## [Required action]
Reproduce the whole listing exactly.

## [Source material]
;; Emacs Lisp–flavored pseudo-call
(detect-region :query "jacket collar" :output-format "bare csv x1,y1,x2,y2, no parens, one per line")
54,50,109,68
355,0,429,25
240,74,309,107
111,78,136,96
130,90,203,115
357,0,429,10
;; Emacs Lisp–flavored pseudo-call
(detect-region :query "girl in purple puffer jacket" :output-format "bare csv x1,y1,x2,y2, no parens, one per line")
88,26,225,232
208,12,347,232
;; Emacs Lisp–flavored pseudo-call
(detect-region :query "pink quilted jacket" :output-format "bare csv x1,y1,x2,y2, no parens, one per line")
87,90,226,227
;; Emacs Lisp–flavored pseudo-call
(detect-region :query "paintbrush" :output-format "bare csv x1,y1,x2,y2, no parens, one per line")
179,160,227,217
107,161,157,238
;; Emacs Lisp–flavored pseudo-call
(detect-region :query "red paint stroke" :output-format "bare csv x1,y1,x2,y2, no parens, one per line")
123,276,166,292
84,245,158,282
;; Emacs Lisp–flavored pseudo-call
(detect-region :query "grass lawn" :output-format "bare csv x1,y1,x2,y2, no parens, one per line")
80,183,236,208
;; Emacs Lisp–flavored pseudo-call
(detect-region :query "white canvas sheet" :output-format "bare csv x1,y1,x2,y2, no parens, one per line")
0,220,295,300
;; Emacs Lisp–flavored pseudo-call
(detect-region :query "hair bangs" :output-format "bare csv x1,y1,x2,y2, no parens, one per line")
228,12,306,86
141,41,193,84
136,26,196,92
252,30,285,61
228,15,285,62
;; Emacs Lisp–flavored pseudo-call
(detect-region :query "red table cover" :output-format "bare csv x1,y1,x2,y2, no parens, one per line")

## [Response to this task]
;; Emacs Lisp–flavored pseudo-call
(detect-region :query "jacket collar" :output-format "bare csv x1,y1,x2,y2, no parens, one per line")
54,50,109,68
355,0,429,25
240,74,309,107
111,78,136,96
130,90,203,115
357,0,429,10
;; Emacs Lisp–flavored pseudo-call
(detect-region :query "girl in purple puffer jacket" :output-format "bare csv x1,y1,x2,y2, no parens, one per line")
88,26,225,232
208,12,347,232
;; Emacs Lisp–flavored pseudo-call
(detect-region :query "pink quilted jacket" :output-format "bare csv x1,y1,x2,y2, no parens, one per line")
87,90,226,227
;; Emacs Lisp–flavored pseudo-call
(detect-region :query "paintbrush" :output-format "bare csv x1,y1,x2,y2, no parens, one per line")
179,160,227,217
107,161,157,238
;; Emacs Lisp–flavored pseudo-call
(detect-region :query "red paint stroke" :output-format "bare csv x1,y1,x2,y2, no parens, one per line")
123,276,166,292
84,245,158,282
;; Emacs Lisp–flavored pseudo-call
(detect-region :query "grass lawn" :output-format "bare csv x1,y1,x2,y2, no parens, one per line")
80,183,236,208
;; Emacs Lisp–flavored pseudo-call
(detect-region :query "white canvas sheet" :output-format "bare csv x1,y1,x2,y2, no parens, one per line")
0,220,295,300
;; Emacs Lisp–flavored pseudo-call
(detect-region :query "hair bangs" :output-format "bare csv x1,y1,x2,y2, no parens, one per line")
228,12,306,86
141,41,193,84
136,26,196,92
252,30,285,61
228,15,285,62
;; Emacs Lisp–flavored pseudo-call
(detect-region :query "red table cover" :output-format "bare csv x1,y1,x2,y2, no parens, one per line")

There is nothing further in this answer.